**What the exercise asks**: Copy out every line of the data below character for character, changing nothing.

**Record extracts**:
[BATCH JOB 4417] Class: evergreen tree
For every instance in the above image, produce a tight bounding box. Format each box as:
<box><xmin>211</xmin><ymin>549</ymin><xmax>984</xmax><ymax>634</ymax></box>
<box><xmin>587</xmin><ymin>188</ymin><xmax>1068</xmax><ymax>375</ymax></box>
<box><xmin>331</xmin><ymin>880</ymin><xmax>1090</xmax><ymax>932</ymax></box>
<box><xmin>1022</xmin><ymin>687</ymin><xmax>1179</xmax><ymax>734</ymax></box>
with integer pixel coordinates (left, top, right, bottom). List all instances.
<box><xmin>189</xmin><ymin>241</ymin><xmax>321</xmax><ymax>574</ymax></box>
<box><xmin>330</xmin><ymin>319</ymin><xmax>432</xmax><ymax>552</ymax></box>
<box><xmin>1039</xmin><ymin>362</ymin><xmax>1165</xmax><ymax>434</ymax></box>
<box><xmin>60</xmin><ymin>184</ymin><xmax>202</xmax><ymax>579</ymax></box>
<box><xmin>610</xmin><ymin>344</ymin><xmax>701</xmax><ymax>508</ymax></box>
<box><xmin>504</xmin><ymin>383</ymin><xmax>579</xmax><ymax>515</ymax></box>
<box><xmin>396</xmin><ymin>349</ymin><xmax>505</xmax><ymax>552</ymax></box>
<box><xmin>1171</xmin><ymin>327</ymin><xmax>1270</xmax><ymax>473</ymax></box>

**Completed exercise**:
[BATCH JOB 4417] Class: evergreen tree
For every instance in the above image, produce a tight bounding box. Format each box as:
<box><xmin>211</xmin><ymin>549</ymin><xmax>984</xmax><ymax>634</ymax></box>
<box><xmin>587</xmin><ymin>188</ymin><xmax>1068</xmax><ymax>375</ymax></box>
<box><xmin>331</xmin><ymin>880</ymin><xmax>1090</xmax><ymax>932</ymax></box>
<box><xmin>1022</xmin><ymin>687</ymin><xmax>1179</xmax><ymax>734</ymax></box>
with integer pixel coordinates (left, top, right, bottom). List all instances.
<box><xmin>189</xmin><ymin>241</ymin><xmax>321</xmax><ymax>574</ymax></box>
<box><xmin>330</xmin><ymin>319</ymin><xmax>432</xmax><ymax>552</ymax></box>
<box><xmin>1039</xmin><ymin>362</ymin><xmax>1165</xmax><ymax>434</ymax></box>
<box><xmin>60</xmin><ymin>184</ymin><xmax>202</xmax><ymax>579</ymax></box>
<box><xmin>610</xmin><ymin>344</ymin><xmax>701</xmax><ymax>508</ymax></box>
<box><xmin>504</xmin><ymin>383</ymin><xmax>579</xmax><ymax>515</ymax></box>
<box><xmin>396</xmin><ymin>349</ymin><xmax>505</xmax><ymax>552</ymax></box>
<box><xmin>1171</xmin><ymin>327</ymin><xmax>1270</xmax><ymax>473</ymax></box>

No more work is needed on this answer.